### Task details
Report every line of the data that includes "blade".

### Data to process

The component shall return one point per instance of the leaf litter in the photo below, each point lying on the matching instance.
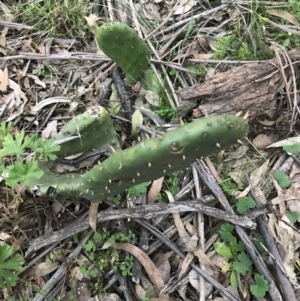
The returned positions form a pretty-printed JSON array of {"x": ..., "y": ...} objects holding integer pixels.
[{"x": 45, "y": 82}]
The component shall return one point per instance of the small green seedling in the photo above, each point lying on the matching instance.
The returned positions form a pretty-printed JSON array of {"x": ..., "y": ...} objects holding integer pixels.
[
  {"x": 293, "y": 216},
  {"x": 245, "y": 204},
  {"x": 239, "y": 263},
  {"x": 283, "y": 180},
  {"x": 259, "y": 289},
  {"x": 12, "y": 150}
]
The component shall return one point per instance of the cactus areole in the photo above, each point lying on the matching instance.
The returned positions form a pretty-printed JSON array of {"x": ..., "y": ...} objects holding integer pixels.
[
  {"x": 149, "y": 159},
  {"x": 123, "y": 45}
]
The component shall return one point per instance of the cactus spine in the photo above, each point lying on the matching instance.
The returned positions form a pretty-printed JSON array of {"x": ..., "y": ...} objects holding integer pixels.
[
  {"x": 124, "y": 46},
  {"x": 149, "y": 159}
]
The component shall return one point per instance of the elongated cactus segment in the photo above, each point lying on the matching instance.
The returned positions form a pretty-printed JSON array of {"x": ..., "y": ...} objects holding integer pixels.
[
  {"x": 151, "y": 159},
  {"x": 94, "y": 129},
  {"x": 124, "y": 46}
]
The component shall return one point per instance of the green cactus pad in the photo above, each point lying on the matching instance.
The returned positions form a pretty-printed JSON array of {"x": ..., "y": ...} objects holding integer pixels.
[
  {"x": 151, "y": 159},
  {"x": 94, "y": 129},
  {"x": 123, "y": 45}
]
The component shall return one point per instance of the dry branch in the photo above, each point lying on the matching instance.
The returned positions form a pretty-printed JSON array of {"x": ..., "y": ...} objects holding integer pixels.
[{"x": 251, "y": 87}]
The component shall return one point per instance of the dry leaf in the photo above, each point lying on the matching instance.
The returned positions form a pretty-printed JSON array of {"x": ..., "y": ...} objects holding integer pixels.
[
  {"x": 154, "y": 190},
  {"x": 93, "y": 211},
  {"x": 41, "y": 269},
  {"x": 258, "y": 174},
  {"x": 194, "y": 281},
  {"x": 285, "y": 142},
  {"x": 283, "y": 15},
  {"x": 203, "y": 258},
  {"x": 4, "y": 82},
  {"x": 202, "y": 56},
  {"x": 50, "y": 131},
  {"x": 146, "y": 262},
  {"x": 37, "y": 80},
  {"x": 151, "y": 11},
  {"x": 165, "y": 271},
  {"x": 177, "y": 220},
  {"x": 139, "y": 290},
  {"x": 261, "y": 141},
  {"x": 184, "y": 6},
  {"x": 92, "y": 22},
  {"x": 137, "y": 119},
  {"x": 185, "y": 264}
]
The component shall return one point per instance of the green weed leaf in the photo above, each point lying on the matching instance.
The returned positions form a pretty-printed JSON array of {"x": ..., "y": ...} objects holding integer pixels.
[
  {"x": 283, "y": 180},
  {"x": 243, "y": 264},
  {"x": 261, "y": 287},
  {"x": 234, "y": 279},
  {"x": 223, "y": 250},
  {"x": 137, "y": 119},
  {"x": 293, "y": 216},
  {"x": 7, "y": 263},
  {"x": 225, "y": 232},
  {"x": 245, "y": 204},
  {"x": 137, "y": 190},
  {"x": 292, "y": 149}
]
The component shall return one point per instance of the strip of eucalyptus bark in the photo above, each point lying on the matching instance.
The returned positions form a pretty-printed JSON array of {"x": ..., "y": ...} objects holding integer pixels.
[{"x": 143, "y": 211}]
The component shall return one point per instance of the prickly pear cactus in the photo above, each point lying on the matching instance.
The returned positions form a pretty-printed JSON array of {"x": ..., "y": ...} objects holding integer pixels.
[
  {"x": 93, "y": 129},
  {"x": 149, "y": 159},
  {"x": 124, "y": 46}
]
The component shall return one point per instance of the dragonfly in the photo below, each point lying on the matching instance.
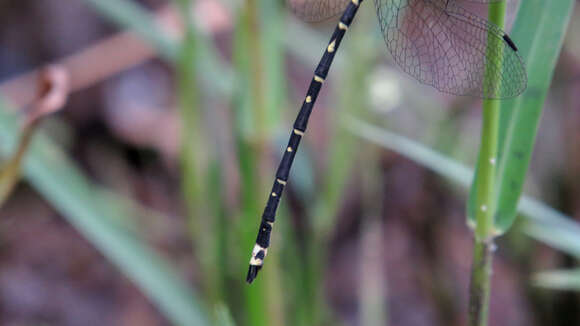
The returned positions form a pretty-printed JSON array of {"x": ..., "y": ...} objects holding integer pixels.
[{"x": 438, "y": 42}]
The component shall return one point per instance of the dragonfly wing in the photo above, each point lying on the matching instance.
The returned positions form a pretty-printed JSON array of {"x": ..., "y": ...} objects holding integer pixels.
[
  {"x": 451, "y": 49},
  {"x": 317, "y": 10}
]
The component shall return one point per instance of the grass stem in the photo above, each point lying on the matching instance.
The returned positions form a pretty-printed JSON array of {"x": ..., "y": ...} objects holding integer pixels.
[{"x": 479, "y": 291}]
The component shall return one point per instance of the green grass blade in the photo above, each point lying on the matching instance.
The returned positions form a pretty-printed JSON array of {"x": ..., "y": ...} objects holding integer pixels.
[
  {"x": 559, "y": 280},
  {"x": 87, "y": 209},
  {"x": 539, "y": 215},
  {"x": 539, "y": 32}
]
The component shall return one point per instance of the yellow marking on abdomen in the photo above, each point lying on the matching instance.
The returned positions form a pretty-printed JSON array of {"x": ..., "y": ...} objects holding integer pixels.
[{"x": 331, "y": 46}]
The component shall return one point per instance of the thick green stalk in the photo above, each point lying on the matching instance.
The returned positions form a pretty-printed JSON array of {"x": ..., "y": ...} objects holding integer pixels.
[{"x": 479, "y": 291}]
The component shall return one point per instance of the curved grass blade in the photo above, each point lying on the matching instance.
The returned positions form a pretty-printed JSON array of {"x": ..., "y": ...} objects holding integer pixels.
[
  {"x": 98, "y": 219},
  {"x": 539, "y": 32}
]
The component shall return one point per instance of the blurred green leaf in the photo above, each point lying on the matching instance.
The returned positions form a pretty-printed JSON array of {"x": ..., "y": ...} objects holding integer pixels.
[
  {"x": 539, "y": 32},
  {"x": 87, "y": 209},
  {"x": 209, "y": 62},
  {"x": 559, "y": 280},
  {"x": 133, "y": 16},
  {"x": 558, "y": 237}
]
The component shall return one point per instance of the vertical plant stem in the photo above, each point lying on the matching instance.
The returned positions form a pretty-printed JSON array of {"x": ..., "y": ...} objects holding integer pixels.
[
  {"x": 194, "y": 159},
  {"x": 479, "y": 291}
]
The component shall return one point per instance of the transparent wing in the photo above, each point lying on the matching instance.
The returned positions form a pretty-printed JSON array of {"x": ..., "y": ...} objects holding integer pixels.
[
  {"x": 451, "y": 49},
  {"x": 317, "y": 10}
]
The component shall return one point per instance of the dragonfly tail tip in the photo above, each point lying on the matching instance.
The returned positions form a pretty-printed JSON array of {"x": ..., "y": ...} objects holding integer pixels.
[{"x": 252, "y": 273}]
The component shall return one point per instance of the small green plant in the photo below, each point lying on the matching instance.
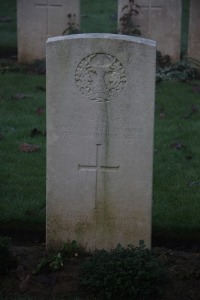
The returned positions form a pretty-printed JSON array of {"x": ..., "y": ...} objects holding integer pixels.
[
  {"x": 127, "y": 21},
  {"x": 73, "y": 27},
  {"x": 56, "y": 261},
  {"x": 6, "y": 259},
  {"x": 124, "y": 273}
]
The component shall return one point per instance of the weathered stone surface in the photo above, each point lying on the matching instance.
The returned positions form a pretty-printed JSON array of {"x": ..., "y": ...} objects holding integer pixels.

### Your response
The component shall return one point per instance of the green grass blade in the photo above, each point lying on the matching instance.
The component shall return one point per instance of the curved grass blade in the photo above, each point lying on the matching instance.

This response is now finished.